● Extract to read:
Segment Open
Never let it be said that the science has got in the way of the politics with this government.
And what should students do if they’re not getting that full programme of face-to-face learning? Asked whether she advocates students applying for refunds, The Telegraph says is unequivocal on the matter:
Absolutely…they are consumers, at the end of the day. They’re paying a substantial amount of money that’s an investment in their own lives. They deserve that appeal right… Something that I did last year was work with the OIA to introduce a new group appeal so that they can appeal en masse, like a whole class, to make it easier. This is all about making sure that students are getting value for money.”
That “I worked with…” confection is one we’ve seen before, deployed endlessly over her “magic money twig” strategy of saying she had been “working with the OfS” to allow providers to spend student premium funding in a slightly different way in the earlier part of the pandemic.
v1 of that twig involved Donelan saying that £69m could be reprioritised on hardship in April, May and June 2020, but OfS says providers only spent £4.7m more on financial support than they’d ever planned to in that year – and even then doesn’t say how much was spent on hardship rather than bursaries and scholarships.
Here money is dangled again. “We saw refunds in the tens of thousands during the pandemic” is a clever little quote because it suggests that tens of thousands of refunds were issued, when in fact we have no data on that at all – what we do have is some case summaries from the OIA that tell us of a small number of cases where some students have seen payouts in the tens of thousands over cases that are nothing like the situations the Telegraph is talking about here.
Segment Closed
● How to complete this task: According to the extract on student refunds, how much more did OfS say providers spent on financial support than they had planned to in that year? The records have nothing to do with the extract.

● Data shown:
Segment Open
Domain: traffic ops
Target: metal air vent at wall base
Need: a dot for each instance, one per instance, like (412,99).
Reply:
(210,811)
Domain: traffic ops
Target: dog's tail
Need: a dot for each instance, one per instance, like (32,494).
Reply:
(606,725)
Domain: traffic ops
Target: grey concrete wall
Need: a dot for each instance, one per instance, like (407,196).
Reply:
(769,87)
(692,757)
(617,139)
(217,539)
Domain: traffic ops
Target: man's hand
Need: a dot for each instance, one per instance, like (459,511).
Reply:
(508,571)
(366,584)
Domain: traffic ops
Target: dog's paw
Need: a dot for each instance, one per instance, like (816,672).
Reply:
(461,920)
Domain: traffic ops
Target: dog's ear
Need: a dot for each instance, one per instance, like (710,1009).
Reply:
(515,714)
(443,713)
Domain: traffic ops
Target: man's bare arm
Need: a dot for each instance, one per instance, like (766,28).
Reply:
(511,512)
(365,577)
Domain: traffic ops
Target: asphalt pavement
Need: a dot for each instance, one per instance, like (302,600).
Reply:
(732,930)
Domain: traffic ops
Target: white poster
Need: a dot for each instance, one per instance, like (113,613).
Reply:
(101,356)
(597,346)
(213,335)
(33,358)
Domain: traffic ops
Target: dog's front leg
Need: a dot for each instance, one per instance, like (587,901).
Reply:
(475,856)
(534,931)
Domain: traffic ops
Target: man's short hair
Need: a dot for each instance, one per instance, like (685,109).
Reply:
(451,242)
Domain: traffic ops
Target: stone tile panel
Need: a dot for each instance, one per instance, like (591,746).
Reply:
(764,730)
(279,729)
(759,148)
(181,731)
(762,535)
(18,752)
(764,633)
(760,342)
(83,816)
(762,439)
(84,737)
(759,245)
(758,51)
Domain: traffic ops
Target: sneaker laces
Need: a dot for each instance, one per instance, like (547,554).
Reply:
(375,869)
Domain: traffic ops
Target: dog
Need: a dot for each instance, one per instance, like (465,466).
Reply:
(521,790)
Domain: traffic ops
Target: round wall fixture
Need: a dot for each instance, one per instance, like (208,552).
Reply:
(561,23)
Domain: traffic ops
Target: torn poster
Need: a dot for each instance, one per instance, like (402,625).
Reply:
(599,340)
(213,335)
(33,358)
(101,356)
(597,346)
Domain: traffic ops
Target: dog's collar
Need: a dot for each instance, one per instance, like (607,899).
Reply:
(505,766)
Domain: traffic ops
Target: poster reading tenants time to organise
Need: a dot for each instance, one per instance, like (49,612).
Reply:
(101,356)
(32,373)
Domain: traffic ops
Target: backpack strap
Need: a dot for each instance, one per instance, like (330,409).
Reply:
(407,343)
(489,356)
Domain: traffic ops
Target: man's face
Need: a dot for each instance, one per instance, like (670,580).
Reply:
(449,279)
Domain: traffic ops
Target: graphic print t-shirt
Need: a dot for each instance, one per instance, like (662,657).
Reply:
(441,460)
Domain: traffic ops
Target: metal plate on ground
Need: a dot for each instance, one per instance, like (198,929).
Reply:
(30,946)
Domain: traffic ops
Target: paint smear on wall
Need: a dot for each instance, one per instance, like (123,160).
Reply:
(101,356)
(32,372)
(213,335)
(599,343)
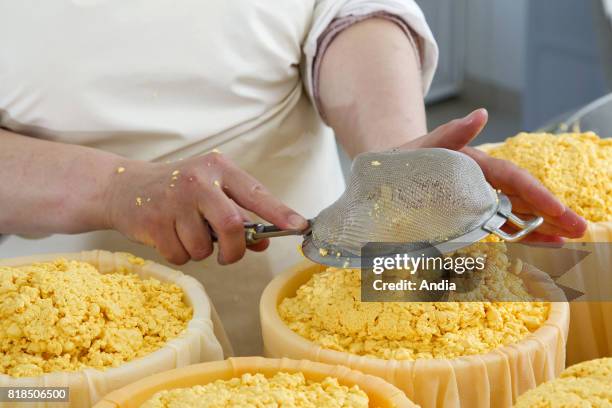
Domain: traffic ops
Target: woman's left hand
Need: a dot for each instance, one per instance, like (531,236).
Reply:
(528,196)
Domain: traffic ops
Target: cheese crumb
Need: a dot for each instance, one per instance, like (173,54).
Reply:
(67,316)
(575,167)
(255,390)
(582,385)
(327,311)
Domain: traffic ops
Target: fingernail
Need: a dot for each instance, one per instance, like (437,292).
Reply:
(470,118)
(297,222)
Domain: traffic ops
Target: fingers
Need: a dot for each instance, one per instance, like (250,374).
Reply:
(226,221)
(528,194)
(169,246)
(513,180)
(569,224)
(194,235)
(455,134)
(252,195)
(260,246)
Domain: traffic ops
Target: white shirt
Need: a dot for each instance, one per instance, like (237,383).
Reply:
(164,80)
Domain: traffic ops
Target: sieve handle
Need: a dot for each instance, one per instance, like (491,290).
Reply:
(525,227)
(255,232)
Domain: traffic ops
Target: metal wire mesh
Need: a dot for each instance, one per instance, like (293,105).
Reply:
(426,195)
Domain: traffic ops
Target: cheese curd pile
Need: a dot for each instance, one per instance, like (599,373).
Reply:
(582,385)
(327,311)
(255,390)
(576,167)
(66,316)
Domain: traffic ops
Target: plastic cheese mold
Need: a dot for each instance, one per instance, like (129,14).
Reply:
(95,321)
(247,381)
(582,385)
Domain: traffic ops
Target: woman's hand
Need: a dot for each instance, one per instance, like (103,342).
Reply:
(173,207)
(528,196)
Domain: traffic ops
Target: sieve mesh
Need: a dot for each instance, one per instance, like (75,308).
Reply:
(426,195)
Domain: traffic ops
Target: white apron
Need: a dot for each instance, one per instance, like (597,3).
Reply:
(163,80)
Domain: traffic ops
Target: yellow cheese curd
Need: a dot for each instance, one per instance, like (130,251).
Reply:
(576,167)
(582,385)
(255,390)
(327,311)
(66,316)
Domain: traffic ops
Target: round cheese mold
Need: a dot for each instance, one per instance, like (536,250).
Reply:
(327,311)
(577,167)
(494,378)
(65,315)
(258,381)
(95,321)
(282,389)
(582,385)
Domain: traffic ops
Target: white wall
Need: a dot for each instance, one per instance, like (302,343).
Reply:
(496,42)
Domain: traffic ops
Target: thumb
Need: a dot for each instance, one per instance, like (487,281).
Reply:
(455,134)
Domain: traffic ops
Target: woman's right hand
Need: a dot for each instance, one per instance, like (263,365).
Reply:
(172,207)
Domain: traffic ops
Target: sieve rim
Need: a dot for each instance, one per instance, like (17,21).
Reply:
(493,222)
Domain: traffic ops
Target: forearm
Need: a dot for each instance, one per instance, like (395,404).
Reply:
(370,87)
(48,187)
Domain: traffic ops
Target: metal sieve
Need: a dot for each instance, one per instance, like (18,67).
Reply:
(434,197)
Segment Closed
Segment Open
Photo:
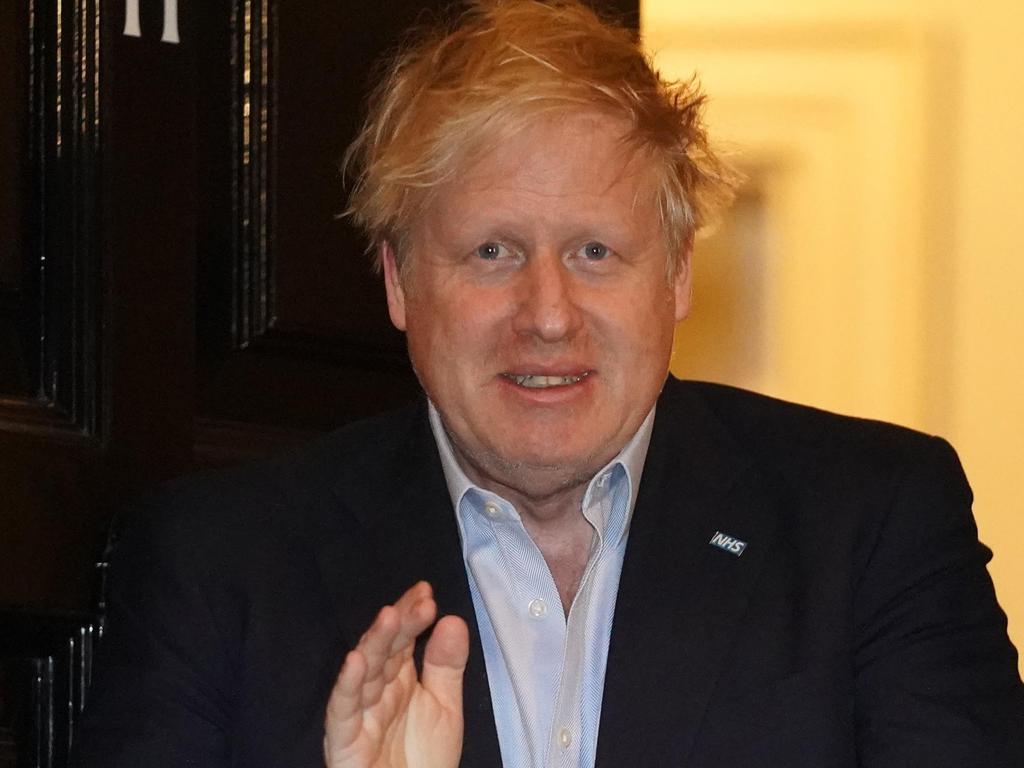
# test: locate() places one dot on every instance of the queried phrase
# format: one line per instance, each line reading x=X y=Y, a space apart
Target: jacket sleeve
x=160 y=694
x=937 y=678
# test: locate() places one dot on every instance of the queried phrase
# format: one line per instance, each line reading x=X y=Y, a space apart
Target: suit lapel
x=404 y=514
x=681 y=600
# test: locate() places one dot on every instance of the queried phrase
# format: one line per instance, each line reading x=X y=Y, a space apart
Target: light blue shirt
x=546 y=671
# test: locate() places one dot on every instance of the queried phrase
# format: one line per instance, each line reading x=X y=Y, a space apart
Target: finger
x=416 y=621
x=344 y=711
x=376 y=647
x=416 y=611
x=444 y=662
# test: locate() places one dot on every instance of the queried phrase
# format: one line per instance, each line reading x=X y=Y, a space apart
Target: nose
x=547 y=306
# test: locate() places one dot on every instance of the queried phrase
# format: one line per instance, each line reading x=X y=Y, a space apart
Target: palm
Segment Closed
Segment Open
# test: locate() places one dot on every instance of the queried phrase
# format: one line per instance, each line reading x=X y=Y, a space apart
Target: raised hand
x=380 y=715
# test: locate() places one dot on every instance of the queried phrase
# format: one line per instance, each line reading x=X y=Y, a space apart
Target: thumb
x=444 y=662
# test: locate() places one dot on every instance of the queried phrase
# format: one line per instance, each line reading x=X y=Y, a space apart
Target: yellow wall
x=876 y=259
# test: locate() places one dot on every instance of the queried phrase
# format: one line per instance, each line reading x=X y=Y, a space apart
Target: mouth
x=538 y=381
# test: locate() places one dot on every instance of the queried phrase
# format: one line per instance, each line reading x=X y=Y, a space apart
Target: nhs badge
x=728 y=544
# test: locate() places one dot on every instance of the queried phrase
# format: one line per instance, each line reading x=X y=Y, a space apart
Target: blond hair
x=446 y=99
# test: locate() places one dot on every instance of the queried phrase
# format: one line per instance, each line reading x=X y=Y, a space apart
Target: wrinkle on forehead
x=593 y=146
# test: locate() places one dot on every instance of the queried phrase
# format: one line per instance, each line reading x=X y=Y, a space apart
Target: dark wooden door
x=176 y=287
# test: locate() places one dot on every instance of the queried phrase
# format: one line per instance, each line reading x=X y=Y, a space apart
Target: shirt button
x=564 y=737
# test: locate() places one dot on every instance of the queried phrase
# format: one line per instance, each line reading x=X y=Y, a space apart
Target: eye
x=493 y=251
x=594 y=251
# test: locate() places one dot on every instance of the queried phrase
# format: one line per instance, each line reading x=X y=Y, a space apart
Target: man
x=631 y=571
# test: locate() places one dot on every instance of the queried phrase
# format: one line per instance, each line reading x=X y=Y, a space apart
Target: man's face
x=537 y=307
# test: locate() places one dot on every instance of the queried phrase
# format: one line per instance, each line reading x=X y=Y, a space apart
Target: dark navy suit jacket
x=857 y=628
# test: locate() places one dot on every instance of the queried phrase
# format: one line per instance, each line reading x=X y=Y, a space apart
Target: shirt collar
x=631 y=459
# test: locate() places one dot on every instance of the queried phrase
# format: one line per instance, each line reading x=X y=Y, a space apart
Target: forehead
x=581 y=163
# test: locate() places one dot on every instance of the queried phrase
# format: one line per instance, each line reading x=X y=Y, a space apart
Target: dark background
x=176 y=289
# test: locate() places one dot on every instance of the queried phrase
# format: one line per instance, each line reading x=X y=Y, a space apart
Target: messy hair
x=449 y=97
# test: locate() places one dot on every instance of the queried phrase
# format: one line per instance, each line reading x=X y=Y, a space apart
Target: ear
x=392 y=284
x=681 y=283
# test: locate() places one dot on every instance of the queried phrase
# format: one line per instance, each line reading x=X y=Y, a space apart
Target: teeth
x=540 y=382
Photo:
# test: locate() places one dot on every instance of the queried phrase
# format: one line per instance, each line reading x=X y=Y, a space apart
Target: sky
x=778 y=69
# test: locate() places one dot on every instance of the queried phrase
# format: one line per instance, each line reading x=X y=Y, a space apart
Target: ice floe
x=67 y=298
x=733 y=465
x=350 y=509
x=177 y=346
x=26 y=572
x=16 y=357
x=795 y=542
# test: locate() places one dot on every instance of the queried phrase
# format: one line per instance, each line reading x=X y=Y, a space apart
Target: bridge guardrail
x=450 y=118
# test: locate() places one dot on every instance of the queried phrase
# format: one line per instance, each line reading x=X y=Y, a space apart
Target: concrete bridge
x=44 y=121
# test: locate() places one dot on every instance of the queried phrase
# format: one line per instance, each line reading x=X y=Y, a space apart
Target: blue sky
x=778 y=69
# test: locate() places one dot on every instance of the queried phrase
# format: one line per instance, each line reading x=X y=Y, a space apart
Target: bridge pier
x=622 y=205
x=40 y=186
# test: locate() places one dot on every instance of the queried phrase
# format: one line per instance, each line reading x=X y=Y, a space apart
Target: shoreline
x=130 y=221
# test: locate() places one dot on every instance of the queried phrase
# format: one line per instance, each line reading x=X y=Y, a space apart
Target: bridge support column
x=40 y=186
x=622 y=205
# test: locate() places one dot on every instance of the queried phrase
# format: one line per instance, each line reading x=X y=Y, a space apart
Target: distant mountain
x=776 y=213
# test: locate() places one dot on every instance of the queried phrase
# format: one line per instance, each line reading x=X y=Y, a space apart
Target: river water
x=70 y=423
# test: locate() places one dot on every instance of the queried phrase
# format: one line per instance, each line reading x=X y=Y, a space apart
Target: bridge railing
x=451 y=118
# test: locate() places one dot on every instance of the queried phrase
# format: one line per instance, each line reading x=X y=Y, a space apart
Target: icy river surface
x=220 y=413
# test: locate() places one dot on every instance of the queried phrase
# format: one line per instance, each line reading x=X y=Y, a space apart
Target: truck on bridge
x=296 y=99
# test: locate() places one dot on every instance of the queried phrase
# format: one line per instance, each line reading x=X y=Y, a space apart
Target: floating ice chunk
Segment Closed
● Solution to this task: £4.7m more.